-- DATA RECORDS follows --

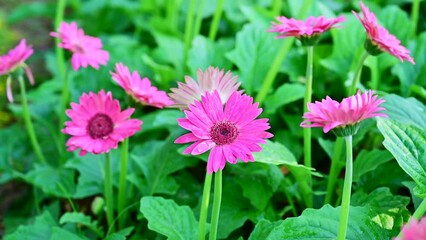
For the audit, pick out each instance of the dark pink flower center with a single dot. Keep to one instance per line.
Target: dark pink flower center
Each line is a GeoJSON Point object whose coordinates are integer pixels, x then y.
{"type": "Point", "coordinates": [223, 132]}
{"type": "Point", "coordinates": [100, 126]}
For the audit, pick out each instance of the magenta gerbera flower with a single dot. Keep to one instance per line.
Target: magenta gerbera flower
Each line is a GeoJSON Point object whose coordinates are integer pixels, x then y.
{"type": "Point", "coordinates": [87, 50]}
{"type": "Point", "coordinates": [230, 131]}
{"type": "Point", "coordinates": [332, 115]}
{"type": "Point", "coordinates": [414, 230]}
{"type": "Point", "coordinates": [379, 39]}
{"type": "Point", "coordinates": [13, 60]}
{"type": "Point", "coordinates": [140, 89]}
{"type": "Point", "coordinates": [98, 124]}
{"type": "Point", "coordinates": [304, 30]}
{"type": "Point", "coordinates": [210, 80]}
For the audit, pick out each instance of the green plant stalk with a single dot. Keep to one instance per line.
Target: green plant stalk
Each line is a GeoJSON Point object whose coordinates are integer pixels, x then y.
{"type": "Point", "coordinates": [216, 20]}
{"type": "Point", "coordinates": [122, 193]}
{"type": "Point", "coordinates": [420, 211]}
{"type": "Point", "coordinates": [204, 207]}
{"type": "Point", "coordinates": [344, 214]}
{"type": "Point", "coordinates": [414, 17]}
{"type": "Point", "coordinates": [108, 191]}
{"type": "Point", "coordinates": [358, 71]}
{"type": "Point", "coordinates": [28, 123]}
{"type": "Point", "coordinates": [62, 74]}
{"type": "Point", "coordinates": [278, 60]}
{"type": "Point", "coordinates": [307, 131]}
{"type": "Point", "coordinates": [216, 204]}
{"type": "Point", "coordinates": [335, 169]}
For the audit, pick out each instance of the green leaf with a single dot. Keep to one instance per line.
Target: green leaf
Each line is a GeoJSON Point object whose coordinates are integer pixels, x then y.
{"type": "Point", "coordinates": [166, 217]}
{"type": "Point", "coordinates": [407, 144]}
{"type": "Point", "coordinates": [323, 224]}
{"type": "Point", "coordinates": [285, 94]}
{"type": "Point", "coordinates": [367, 161]}
{"type": "Point", "coordinates": [252, 52]}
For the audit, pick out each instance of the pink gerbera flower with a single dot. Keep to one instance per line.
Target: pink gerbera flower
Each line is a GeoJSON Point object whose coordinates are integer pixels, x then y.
{"type": "Point", "coordinates": [140, 89]}
{"type": "Point", "coordinates": [379, 39]}
{"type": "Point", "coordinates": [230, 131]}
{"type": "Point", "coordinates": [414, 230]}
{"type": "Point", "coordinates": [13, 60]}
{"type": "Point", "coordinates": [304, 30]}
{"type": "Point", "coordinates": [210, 80]}
{"type": "Point", "coordinates": [330, 114]}
{"type": "Point", "coordinates": [87, 50]}
{"type": "Point", "coordinates": [98, 124]}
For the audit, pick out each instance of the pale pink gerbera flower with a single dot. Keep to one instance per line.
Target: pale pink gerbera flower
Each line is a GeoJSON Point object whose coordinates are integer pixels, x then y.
{"type": "Point", "coordinates": [140, 89]}
{"type": "Point", "coordinates": [13, 60]}
{"type": "Point", "coordinates": [98, 124]}
{"type": "Point", "coordinates": [414, 230]}
{"type": "Point", "coordinates": [87, 50]}
{"type": "Point", "coordinates": [304, 30]}
{"type": "Point", "coordinates": [230, 131]}
{"type": "Point", "coordinates": [210, 80]}
{"type": "Point", "coordinates": [343, 117]}
{"type": "Point", "coordinates": [379, 39]}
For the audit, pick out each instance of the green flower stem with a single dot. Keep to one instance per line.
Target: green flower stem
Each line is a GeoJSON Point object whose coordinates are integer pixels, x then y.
{"type": "Point", "coordinates": [216, 204]}
{"type": "Point", "coordinates": [336, 167]}
{"type": "Point", "coordinates": [358, 71]}
{"type": "Point", "coordinates": [28, 123]}
{"type": "Point", "coordinates": [414, 17]}
{"type": "Point", "coordinates": [122, 193]}
{"type": "Point", "coordinates": [344, 215]}
{"type": "Point", "coordinates": [60, 8]}
{"type": "Point", "coordinates": [204, 207]}
{"type": "Point", "coordinates": [216, 20]}
{"type": "Point", "coordinates": [108, 191]}
{"type": "Point", "coordinates": [188, 30]}
{"type": "Point", "coordinates": [279, 58]}
{"type": "Point", "coordinates": [420, 211]}
{"type": "Point", "coordinates": [307, 131]}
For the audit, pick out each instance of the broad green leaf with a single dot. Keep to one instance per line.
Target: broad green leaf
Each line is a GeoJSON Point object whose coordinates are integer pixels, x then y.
{"type": "Point", "coordinates": [367, 161]}
{"type": "Point", "coordinates": [285, 94]}
{"type": "Point", "coordinates": [407, 143]}
{"type": "Point", "coordinates": [391, 209]}
{"type": "Point", "coordinates": [253, 51]}
{"type": "Point", "coordinates": [415, 114]}
{"type": "Point", "coordinates": [166, 217]}
{"type": "Point", "coordinates": [205, 53]}
{"type": "Point", "coordinates": [323, 224]}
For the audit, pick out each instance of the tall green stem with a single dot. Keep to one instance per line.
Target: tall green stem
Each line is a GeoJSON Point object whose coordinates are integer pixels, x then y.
{"type": "Point", "coordinates": [420, 211]}
{"type": "Point", "coordinates": [122, 190]}
{"type": "Point", "coordinates": [216, 19]}
{"type": "Point", "coordinates": [344, 214]}
{"type": "Point", "coordinates": [307, 131]}
{"type": "Point", "coordinates": [358, 71]}
{"type": "Point", "coordinates": [108, 191]}
{"type": "Point", "coordinates": [28, 123]}
{"type": "Point", "coordinates": [204, 207]}
{"type": "Point", "coordinates": [216, 204]}
{"type": "Point", "coordinates": [62, 75]}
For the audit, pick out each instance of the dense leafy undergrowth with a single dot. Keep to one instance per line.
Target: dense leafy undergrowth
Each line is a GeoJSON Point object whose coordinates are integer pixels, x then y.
{"type": "Point", "coordinates": [166, 40]}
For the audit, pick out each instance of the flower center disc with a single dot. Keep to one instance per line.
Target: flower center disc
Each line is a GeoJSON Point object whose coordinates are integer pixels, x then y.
{"type": "Point", "coordinates": [223, 133]}
{"type": "Point", "coordinates": [100, 126]}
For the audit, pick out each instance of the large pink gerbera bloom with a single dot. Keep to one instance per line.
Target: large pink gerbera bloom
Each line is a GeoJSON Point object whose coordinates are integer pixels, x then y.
{"type": "Point", "coordinates": [210, 80]}
{"type": "Point", "coordinates": [330, 114]}
{"type": "Point", "coordinates": [414, 230]}
{"type": "Point", "coordinates": [98, 124]}
{"type": "Point", "coordinates": [379, 39]}
{"type": "Point", "coordinates": [230, 131]}
{"type": "Point", "coordinates": [140, 89]}
{"type": "Point", "coordinates": [87, 50]}
{"type": "Point", "coordinates": [13, 60]}
{"type": "Point", "coordinates": [313, 26]}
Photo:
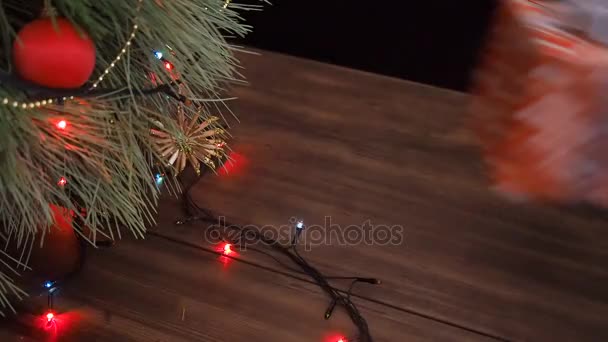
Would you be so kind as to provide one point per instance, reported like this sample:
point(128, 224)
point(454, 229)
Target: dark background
point(428, 41)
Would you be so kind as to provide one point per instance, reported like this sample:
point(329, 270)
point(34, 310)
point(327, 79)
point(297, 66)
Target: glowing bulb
point(159, 179)
point(227, 248)
point(49, 317)
point(62, 181)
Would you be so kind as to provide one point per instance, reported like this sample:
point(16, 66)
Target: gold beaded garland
point(122, 52)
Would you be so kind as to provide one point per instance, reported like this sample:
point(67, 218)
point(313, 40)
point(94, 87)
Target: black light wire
point(338, 297)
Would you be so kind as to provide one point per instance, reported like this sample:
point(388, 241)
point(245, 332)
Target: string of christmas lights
point(337, 297)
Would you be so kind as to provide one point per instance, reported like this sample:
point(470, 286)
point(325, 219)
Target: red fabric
point(54, 56)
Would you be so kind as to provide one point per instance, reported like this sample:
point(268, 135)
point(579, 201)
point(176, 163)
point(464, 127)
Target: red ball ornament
point(54, 56)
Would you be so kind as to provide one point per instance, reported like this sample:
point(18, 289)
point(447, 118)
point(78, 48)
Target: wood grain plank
point(321, 141)
point(157, 290)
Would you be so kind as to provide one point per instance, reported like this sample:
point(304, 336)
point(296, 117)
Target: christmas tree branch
point(105, 152)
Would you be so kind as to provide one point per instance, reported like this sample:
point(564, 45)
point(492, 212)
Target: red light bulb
point(62, 181)
point(227, 248)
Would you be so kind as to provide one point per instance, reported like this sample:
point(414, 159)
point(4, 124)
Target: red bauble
point(54, 56)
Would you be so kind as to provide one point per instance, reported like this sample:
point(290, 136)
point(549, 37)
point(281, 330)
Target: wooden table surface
point(339, 147)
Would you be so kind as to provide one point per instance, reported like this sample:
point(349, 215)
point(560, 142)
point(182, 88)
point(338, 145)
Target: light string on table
point(338, 297)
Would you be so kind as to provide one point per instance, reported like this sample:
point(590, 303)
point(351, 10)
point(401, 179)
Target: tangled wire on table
point(338, 297)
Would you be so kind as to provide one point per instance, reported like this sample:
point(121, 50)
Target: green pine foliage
point(106, 153)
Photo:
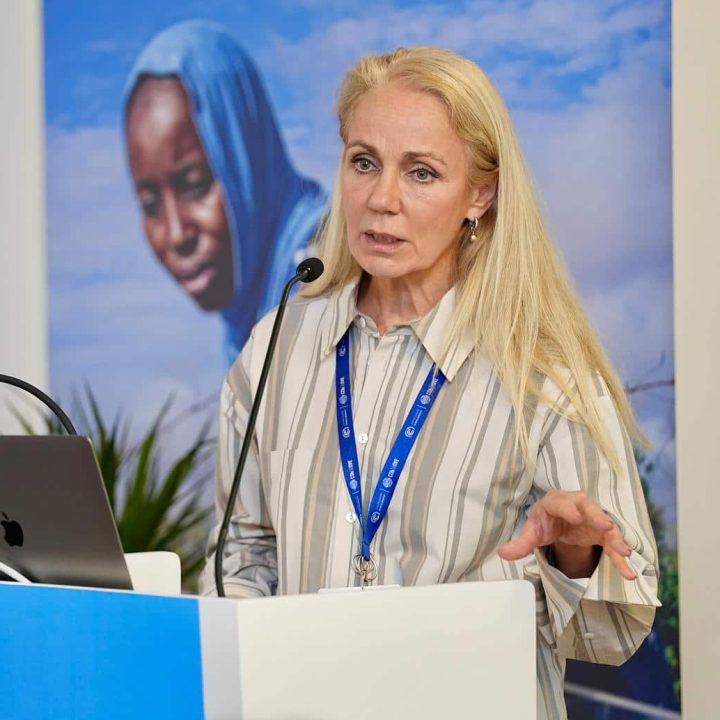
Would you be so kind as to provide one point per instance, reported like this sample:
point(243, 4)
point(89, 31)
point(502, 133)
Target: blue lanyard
point(390, 474)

-- DATA RECORDS concluded --

WHAT THE TASK ASKS ▸ Gather each line in the entries above where the string "large" is found.

YOUR RESPONSE ▸
For the audit, pick out each instance of the large pink gerbera bloom with a single dot. Keep to one instance per line.
Target: large pink gerbera bloom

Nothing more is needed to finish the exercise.